=== WHAT THE EXERCISE ASKS ===
Filter the entries, keeping every line with the word "wooden".

=== Referring expression data ===
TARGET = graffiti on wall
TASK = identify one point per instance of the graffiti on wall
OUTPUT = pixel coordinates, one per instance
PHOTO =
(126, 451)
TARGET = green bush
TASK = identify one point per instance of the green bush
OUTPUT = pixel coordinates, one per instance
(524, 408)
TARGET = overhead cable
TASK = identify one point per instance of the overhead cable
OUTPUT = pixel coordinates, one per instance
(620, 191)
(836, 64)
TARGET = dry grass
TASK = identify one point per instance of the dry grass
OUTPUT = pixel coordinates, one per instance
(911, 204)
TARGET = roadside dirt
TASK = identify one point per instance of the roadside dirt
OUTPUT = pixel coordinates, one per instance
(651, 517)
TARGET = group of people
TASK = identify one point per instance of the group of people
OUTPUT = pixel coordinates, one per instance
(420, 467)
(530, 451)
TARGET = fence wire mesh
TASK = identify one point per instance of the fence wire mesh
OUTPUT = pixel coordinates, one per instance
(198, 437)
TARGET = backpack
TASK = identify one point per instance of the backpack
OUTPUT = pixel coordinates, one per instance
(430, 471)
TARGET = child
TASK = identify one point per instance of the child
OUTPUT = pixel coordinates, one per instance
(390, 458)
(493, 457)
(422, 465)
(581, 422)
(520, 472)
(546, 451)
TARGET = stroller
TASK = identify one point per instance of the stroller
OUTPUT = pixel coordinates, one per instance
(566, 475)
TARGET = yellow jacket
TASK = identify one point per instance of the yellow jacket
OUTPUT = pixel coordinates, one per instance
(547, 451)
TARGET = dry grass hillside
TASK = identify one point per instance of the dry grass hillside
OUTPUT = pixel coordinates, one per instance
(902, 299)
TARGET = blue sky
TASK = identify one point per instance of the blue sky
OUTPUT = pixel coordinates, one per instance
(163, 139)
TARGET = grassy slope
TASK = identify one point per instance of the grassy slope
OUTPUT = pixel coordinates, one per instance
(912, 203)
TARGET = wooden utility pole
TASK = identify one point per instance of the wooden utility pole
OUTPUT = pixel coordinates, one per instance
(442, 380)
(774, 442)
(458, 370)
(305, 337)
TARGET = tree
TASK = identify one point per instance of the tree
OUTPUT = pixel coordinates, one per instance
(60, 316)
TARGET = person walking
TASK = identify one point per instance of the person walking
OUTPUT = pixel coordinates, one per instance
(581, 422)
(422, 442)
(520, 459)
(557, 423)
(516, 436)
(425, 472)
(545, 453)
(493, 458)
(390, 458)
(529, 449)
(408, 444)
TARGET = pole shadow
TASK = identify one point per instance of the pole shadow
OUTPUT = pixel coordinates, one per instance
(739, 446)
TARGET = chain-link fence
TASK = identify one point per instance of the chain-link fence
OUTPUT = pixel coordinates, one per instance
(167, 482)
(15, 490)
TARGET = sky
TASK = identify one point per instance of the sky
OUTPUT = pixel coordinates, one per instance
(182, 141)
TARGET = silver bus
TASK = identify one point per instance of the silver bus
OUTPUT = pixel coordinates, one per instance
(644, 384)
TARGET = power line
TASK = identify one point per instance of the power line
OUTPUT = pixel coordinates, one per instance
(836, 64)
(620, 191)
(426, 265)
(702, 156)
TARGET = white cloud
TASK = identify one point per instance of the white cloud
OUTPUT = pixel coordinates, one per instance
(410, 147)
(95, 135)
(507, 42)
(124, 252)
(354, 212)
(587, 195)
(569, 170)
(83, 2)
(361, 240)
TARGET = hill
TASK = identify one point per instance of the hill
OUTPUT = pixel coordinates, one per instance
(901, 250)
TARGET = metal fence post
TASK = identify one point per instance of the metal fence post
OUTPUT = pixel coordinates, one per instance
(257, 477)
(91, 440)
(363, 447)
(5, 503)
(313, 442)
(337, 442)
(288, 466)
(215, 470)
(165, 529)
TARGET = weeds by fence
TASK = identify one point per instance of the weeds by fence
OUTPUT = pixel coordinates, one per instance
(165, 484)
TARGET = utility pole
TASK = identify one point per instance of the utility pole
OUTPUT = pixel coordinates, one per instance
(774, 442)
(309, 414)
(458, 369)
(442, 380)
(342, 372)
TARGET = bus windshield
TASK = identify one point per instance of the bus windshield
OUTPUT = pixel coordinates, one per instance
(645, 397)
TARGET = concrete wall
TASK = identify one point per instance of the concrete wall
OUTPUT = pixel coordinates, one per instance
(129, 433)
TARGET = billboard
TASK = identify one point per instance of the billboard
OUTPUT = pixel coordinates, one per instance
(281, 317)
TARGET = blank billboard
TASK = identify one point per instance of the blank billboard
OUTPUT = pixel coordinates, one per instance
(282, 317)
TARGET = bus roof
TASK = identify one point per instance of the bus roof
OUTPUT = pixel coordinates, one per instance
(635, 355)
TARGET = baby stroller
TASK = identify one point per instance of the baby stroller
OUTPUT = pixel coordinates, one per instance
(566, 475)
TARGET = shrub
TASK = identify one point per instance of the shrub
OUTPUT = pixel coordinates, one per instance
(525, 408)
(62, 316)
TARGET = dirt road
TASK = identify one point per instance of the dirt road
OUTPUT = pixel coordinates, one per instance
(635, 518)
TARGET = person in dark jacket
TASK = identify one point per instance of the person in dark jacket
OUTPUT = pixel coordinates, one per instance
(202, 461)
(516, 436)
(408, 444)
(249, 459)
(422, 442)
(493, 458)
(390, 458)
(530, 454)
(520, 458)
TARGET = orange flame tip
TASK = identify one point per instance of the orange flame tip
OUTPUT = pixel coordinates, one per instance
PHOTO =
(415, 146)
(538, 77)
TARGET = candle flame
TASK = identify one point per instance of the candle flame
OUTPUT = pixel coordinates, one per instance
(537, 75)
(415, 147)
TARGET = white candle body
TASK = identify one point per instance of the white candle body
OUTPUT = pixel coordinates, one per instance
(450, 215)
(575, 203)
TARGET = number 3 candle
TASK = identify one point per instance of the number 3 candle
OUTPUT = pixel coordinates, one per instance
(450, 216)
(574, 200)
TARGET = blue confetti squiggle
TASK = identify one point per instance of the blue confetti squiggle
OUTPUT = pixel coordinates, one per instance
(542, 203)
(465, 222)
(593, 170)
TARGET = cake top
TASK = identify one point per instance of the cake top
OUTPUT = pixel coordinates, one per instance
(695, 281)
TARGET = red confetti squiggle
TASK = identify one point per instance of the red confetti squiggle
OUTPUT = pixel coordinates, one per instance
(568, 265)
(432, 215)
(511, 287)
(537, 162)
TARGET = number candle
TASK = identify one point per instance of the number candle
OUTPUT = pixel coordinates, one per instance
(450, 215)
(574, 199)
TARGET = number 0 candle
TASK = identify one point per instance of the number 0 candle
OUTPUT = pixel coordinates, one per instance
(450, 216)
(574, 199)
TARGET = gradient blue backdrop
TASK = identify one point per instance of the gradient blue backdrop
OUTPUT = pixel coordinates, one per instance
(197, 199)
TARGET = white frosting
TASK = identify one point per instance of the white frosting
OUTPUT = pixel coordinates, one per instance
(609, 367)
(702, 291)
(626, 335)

=== RESPONSE ===
TARGET = wooden utility pole
TASK = identify one point per instance of the wooden utility pole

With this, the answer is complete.